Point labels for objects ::
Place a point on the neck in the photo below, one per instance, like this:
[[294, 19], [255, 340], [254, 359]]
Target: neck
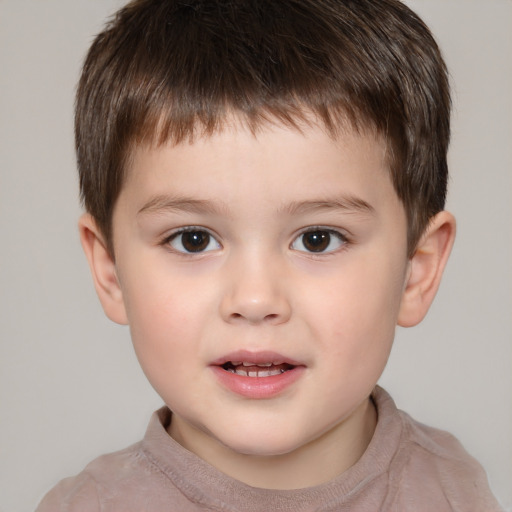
[[314, 463]]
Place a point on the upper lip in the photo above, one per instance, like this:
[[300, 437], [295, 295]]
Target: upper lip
[[260, 357]]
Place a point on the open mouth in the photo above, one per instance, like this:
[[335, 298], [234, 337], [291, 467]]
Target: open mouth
[[250, 369]]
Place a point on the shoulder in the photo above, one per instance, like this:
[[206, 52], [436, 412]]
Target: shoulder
[[435, 468], [100, 481]]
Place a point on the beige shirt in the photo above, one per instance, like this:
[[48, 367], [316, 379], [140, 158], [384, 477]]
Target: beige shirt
[[406, 467]]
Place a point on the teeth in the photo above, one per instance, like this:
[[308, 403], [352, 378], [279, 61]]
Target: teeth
[[256, 373]]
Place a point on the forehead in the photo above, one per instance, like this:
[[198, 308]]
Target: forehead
[[276, 165]]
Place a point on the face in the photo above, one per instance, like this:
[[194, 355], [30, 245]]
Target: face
[[262, 278]]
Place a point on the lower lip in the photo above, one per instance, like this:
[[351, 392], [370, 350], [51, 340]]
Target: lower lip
[[258, 387]]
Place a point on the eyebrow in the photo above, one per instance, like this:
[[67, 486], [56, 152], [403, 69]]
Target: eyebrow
[[162, 204], [348, 204]]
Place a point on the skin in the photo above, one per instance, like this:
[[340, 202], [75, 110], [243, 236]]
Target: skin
[[257, 286]]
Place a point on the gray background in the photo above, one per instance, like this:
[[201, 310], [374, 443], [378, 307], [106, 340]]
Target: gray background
[[70, 387]]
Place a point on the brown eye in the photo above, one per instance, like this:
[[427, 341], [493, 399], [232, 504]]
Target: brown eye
[[316, 241], [319, 241], [193, 241]]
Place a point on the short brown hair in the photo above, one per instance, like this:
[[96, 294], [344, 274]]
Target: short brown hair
[[170, 70]]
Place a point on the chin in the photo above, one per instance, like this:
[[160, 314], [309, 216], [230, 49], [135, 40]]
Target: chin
[[261, 445]]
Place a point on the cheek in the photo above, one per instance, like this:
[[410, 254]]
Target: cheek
[[166, 323], [358, 312]]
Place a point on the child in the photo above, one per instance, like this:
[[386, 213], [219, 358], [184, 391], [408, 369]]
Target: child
[[264, 185]]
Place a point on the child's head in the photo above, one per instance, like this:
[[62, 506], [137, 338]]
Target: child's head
[[177, 70], [264, 182]]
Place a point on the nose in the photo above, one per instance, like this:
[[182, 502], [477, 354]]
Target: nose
[[255, 293]]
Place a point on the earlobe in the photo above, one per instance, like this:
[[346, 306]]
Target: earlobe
[[426, 269], [103, 269]]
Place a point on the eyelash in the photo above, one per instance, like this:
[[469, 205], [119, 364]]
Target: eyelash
[[190, 229], [341, 238]]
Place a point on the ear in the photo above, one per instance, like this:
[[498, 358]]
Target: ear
[[426, 268], [103, 269]]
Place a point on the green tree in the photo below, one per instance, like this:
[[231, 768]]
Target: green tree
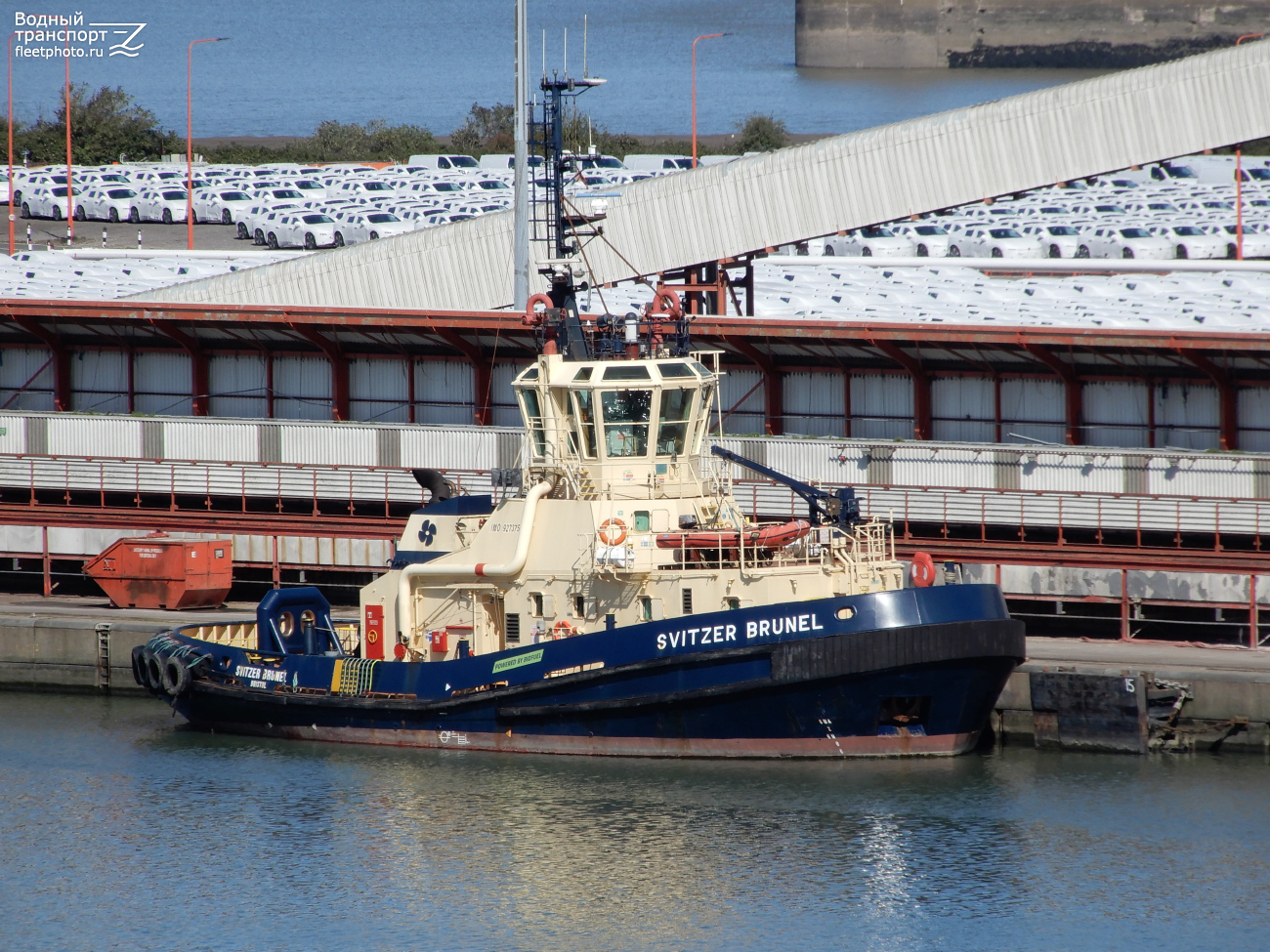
[[487, 130], [105, 126], [761, 134]]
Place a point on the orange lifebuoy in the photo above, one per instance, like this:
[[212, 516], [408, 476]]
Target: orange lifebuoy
[[922, 570], [532, 317], [672, 304], [613, 532]]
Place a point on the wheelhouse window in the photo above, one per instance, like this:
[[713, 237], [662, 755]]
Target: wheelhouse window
[[626, 414], [672, 431], [532, 407], [584, 415]]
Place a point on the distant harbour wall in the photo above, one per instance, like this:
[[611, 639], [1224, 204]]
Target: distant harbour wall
[[1015, 33]]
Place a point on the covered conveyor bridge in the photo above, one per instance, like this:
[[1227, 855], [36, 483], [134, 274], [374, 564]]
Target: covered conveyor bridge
[[725, 212]]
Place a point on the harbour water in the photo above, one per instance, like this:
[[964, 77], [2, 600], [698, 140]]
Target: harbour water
[[119, 830], [288, 67]]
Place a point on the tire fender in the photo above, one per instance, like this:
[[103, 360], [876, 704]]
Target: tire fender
[[922, 570], [176, 676]]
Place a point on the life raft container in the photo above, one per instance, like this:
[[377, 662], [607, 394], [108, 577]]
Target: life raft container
[[765, 537]]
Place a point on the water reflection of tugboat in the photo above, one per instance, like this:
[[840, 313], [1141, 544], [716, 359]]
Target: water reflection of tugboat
[[614, 600]]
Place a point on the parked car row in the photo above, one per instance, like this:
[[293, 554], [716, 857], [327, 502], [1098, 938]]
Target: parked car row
[[1167, 216]]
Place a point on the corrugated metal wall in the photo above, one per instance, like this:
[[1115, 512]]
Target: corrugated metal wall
[[1255, 420], [301, 389], [84, 435], [161, 384], [814, 404], [1116, 414], [227, 442], [100, 380], [964, 409], [1037, 139], [1032, 410], [25, 379], [741, 401], [881, 406], [379, 390], [237, 385], [1188, 415], [444, 393], [881, 461]]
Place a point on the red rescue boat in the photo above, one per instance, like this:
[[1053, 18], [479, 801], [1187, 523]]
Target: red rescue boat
[[765, 537]]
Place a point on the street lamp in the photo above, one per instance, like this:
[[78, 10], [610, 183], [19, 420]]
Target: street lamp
[[11, 140], [190, 139], [706, 36], [70, 189], [1239, 178]]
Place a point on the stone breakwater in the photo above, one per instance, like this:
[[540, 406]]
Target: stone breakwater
[[1015, 33]]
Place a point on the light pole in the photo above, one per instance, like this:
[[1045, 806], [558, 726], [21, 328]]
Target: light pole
[[190, 139], [706, 36], [11, 140], [70, 189], [1239, 178]]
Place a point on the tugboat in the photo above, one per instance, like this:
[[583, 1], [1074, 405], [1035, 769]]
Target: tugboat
[[610, 597]]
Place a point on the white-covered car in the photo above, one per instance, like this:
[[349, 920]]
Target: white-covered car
[[928, 240], [303, 228], [1125, 242], [105, 203], [165, 204], [870, 242], [994, 242], [371, 227], [1193, 241], [224, 206], [1055, 240], [1256, 240], [257, 219], [46, 202]]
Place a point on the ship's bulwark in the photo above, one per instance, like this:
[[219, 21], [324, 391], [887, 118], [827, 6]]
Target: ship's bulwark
[[893, 689]]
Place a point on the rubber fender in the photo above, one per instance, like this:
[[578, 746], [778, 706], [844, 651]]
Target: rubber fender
[[153, 671], [922, 570], [176, 677]]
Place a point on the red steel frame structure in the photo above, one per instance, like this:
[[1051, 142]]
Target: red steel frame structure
[[767, 344]]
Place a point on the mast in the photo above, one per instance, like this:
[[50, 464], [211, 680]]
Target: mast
[[521, 216]]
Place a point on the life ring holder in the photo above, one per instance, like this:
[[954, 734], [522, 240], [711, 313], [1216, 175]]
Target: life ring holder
[[613, 532], [922, 570], [672, 306]]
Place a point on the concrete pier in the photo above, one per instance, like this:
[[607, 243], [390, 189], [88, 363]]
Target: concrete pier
[[1091, 34], [1070, 693], [1226, 703]]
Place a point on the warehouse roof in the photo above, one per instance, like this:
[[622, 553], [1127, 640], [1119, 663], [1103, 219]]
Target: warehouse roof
[[723, 211]]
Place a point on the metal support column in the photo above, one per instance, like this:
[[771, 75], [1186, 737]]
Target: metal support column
[[521, 216]]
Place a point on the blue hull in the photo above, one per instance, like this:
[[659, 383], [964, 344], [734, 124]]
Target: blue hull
[[912, 672]]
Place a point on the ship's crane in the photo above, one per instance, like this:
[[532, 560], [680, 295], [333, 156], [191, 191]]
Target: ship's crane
[[826, 508]]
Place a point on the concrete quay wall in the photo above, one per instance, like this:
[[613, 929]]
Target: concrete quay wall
[[1015, 33]]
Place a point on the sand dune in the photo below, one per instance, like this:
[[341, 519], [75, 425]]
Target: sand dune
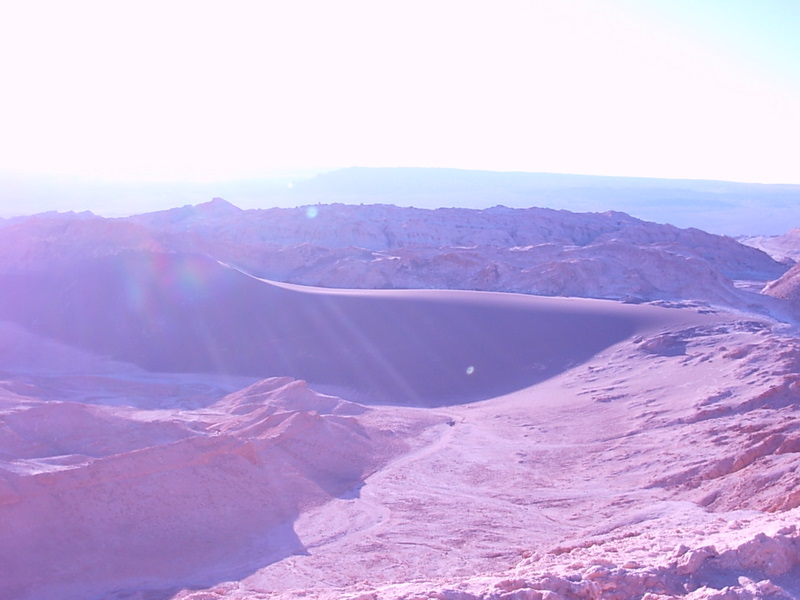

Given task ::
Turn the data above, from the very start through the line that contains "[[260, 357]]", into a JSON list of strings with one string per line and no blank lines. Leave the pictures out of your answer.

Completed task ::
[
  "Place a point on the neck in the photo below, one per instance, like this:",
  "[[294, 19], [255, 340], [254, 359]]",
  "Target: neck",
  "[[314, 463]]",
  "Place a point on the upper lip in the photo above, one per instance, like this:",
  "[[300, 437], [295, 295]]",
  "Target: upper lip",
  "[[260, 357]]"
]